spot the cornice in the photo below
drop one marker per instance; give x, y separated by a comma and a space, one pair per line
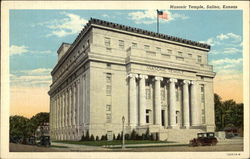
145, 32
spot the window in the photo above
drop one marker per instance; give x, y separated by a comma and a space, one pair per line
158, 49
147, 115
179, 58
199, 59
108, 49
107, 42
108, 90
108, 77
166, 56
108, 118
177, 94
146, 47
179, 53
108, 65
148, 93
202, 94
121, 44
134, 45
108, 107
109, 135
169, 51
162, 94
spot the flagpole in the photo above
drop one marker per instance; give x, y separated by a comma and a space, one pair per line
157, 21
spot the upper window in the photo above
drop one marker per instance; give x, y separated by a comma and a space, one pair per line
148, 93
107, 42
169, 51
134, 45
158, 49
179, 53
121, 44
108, 78
199, 59
146, 47
108, 107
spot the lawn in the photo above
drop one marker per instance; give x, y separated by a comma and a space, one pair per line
114, 142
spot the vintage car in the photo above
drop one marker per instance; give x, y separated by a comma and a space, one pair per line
44, 141
204, 139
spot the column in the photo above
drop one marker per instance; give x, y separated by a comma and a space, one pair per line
78, 106
74, 105
56, 113
172, 103
195, 112
142, 100
158, 100
63, 109
186, 115
60, 106
69, 106
66, 108
132, 100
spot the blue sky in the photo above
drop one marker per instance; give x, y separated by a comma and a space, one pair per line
35, 36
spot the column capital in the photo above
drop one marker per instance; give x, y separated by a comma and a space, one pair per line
132, 75
158, 78
172, 80
193, 82
186, 82
143, 76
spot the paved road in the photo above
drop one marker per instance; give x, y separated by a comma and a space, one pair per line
235, 144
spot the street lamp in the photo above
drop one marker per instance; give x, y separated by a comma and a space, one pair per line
123, 139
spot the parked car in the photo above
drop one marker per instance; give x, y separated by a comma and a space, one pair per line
204, 139
44, 141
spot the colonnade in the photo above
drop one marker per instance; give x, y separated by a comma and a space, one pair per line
190, 117
65, 115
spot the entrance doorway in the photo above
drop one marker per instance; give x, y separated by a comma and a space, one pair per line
163, 117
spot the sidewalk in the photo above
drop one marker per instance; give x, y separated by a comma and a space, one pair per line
75, 147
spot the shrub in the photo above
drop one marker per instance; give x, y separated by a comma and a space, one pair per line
87, 136
83, 137
97, 138
118, 137
157, 138
133, 135
92, 138
147, 135
103, 137
127, 137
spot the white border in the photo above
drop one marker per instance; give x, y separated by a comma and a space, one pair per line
7, 5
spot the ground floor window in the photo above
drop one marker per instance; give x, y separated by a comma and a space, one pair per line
109, 135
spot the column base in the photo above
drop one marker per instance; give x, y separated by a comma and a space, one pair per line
173, 127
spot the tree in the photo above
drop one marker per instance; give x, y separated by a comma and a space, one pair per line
228, 113
18, 126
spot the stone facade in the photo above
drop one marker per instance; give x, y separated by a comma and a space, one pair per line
155, 81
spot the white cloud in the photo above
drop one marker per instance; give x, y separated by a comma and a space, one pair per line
28, 78
150, 16
231, 50
72, 24
228, 39
17, 50
14, 49
235, 37
226, 61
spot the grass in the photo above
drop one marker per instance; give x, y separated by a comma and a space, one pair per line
56, 146
114, 142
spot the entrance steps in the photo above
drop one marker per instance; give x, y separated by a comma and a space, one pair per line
178, 135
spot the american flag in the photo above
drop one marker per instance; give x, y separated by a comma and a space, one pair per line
162, 15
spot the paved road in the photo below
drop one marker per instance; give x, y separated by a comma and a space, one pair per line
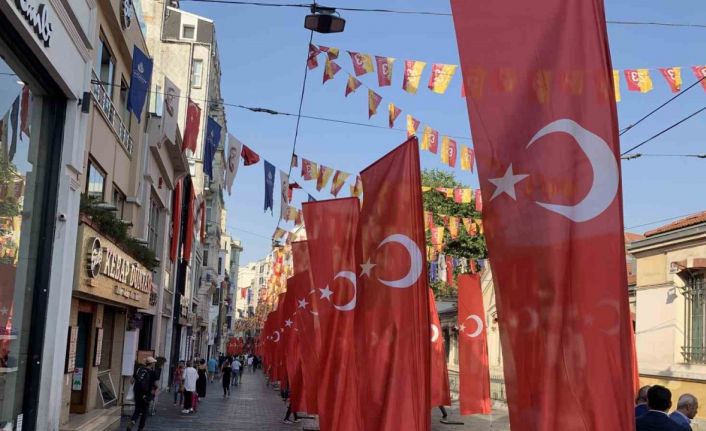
254, 407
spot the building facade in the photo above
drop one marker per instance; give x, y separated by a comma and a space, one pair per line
671, 306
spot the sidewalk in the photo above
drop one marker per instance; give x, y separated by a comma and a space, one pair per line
252, 406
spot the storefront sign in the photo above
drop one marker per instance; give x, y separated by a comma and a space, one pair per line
37, 17
110, 273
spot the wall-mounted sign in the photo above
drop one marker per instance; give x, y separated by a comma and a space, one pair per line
109, 273
126, 13
37, 17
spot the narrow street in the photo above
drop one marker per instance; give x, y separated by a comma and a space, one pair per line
253, 406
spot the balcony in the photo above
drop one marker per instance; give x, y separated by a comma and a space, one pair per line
103, 101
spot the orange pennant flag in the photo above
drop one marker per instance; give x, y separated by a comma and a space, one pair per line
339, 179
440, 78
332, 53
394, 113
412, 75
700, 73
374, 100
430, 140
362, 63
412, 125
638, 80
448, 151
673, 77
467, 156
310, 170
384, 70
352, 84
357, 188
324, 175
330, 69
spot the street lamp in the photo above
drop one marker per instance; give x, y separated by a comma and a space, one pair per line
323, 20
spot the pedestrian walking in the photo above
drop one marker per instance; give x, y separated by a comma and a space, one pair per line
226, 374
144, 387
202, 381
212, 367
178, 383
190, 377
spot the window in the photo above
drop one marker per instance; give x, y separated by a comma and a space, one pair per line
119, 202
95, 182
105, 66
694, 290
196, 73
188, 31
153, 225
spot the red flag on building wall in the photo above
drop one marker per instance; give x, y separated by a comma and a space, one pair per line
392, 315
440, 393
474, 374
191, 130
331, 227
546, 248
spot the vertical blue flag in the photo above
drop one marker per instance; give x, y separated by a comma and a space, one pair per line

## AIM OF THE EXERCISE
The records are to be returned word for word, without any of their pictures.

## ANSWER FOR THE TASK
spot the cornice in the photo below
drop one marker per instance; give x, y separated by a comma and a space, one pair per line
145, 32
spot the window in the photo above
drop one marker per instance; give x, y separated by a comma and a space, one pair per line
158, 49
147, 115
179, 58
199, 59
108, 49
107, 42
108, 90
108, 77
166, 56
108, 118
177, 94
146, 47
179, 53
108, 65
148, 93
202, 94
121, 44
134, 45
108, 107
109, 135
169, 51
162, 94
spot the flagpole in the photo above
drop one marker per instance; give x, y separated by a comma and a space, one pair per line
157, 21
spot the upper window in the photo above
drop one marker per instance; give x, y separated by a comma and a space, one pair per line
148, 93
107, 42
169, 51
134, 45
158, 49
179, 53
121, 44
108, 78
199, 59
146, 47
108, 107
spot the lawn in the photo above
drop one marker per instance; give x, y separated by a comma and a space, one pair per line
114, 142
spot the vintage car in the photo above
drop one marker per instance; give x, y separated by a comma and a space, one pair per line
44, 141
204, 139
spot the column in the photo above
drop one marker per instance; give x, y separated by a comma and a space, one pair per line
78, 106
74, 105
56, 113
172, 103
195, 112
142, 100
158, 100
63, 109
186, 115
60, 106
69, 106
66, 108
132, 100
spot the blue sky in the photo above
drop one marker per instance; give x, y separated by a comma and a space, one pair per line
35, 36
spot the column capital in the photo above
drop one marker per instance; give x, y separated by a comma and a space, one pair per line
132, 75
158, 78
172, 80
193, 82
186, 82
143, 76
spot the paved road in the photo above
drop one marker per instance; give x, y separated by a comma and a space, one pair per line
235, 144
spot the street lamp in the photo above
drop one marker per instance; give x, y separated by a comma and a space, one pair per line
123, 139
spot the parked car in the photo above
drop one marker per instance; give x, y separated by a comma and a space, one pair per line
204, 139
44, 141
spot the colonnade in the photo above
drop one marker per instance; give x, y separated by a comma and a space, one pair per line
190, 117
65, 115
spot the entrance doorway in the photo above
drop one marker per instance; give x, y separated by a comma and a space, one pair per line
163, 117
spot the sidewalk in the photo above
drop one marker per instance; give x, y separated by a comma and a space, one pair per line
75, 147
spot the shrub in the photo above
drop one marker per instance; give x, y separated by a comma and a space, one pair per line
87, 136
83, 137
97, 138
118, 137
157, 138
133, 135
92, 138
147, 135
103, 137
127, 137
spot the white border in the photo above
drop one marker per instance; give x, y separated by a comma and a space, one pair per line
7, 5
spot the ground floor window in the photo above
drop one marker per instance; give x, y separated by a comma and a space, one pair per line
109, 135
spot the column base in the photo above
drop one marker per instance; give x, y separated by a comma and a space, one pair per line
173, 127
spot the tree in the photo above
drop one marker per instance; give x, y separated by a comma and a space, one pair per line
228, 113
18, 126
spot the stone facade in the photo above
drop one marker per instance; give x, y separated by a comma and a space, one pair per line
155, 81
spot the white cloud in the photo above
drop one marker per instance; give x, y separated by a comma and a space, one pair per line
28, 78
150, 16
231, 50
72, 24
228, 39
17, 50
14, 49
235, 37
226, 61
spot the grass in the photo above
drop one marker per instance; give x, y separated by a comma and a space, one pair per line
56, 146
114, 142
spot the entrance steps in the photo above
drop one marker per instance; give x, y separated by a comma and a space, one pair per line
178, 135
spot the american flag in the photo above
drop one marker per instance; give x, y separated by a comma and a space, one pair per line
162, 15
spot the paved road in the photo below
drop one marker per instance; give x, y separated by a comma and a space, one pair per line
254, 407
spot the building facade in the photo above
drop one marker per instance; give x, y separated by a comma and a space, one pair per line
671, 306
spot the sidewalk in the photo above
drop one marker per instance; give x, y separated by a comma and a space, one pair per line
252, 406
spot the storefront sign in the photo above
drop one marker per instance; give x, y separated by a comma and a space, one pair per line
37, 17
110, 273
spot the wall-mounted sign in the photo above
drop one marker per instance; give x, y separated by a comma and a space, one pair per line
109, 273
126, 13
37, 17
spot the narrow street in the photo above
drop one marker per instance; give x, y separated by a comma and a space, one pair per line
253, 406
spot the balcony in the photo above
drop one marker per instance; give x, y separated by a comma and a space, one pair per line
103, 101
spot the orange pennant flag in the photo above
drop one marker per instance; give x, y separated by a comma and a space, one pair per line
339, 179
440, 78
332, 53
394, 113
412, 75
700, 73
374, 100
430, 140
362, 63
412, 125
638, 80
448, 151
673, 77
467, 156
310, 170
384, 70
352, 84
357, 188
324, 175
330, 69
spot the street lamp in the photo above
drop one marker per instance; give x, y separated by a comma and a space, one pair per line
323, 20
spot the pedestrian walking in the photo above
drop one marker per instance; give x, y separated by a comma and a space, one pair per line
226, 374
144, 387
202, 381
212, 367
178, 383
190, 377
spot the window in the photo above
drop one marker per instance; give x, y separated by a comma and a space, one pair per line
119, 202
95, 182
105, 66
694, 290
196, 73
188, 31
153, 225
spot the red flag on building wall in the photo above
drop one marker per instance; give x, y separated by a comma and a space, one pair per line
392, 315
440, 393
474, 374
191, 130
331, 227
546, 248
spot the vertical blue flag in the photo above
drop one marker per instance; give x, y separated by a comma and a space, one pair per line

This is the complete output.